**Do this:** Pick out each line of the material below that contains the word "white", and copy those lines in full.

Items from a dataset:
/---

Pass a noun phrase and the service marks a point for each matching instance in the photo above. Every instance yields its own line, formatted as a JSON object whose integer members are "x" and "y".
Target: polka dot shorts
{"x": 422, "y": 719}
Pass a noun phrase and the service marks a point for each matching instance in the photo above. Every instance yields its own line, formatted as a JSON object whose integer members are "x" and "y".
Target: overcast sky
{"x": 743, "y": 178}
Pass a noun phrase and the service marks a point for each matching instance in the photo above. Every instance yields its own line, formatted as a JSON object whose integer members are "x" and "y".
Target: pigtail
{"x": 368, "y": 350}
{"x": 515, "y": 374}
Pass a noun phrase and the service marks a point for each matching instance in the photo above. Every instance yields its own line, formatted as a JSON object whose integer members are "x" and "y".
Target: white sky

\---
/---

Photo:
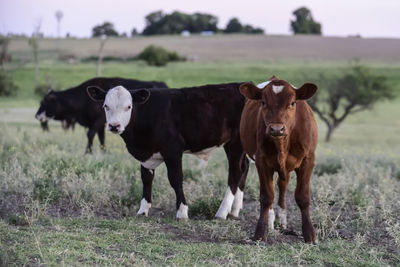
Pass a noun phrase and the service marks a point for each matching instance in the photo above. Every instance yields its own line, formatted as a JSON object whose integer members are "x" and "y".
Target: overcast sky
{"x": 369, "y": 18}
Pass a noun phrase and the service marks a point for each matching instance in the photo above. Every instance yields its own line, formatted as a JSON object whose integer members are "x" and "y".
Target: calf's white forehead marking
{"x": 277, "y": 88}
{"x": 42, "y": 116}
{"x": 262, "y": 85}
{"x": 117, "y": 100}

\---

**Solution to this task:**
Target: white sky
Target: calf's white forehead marking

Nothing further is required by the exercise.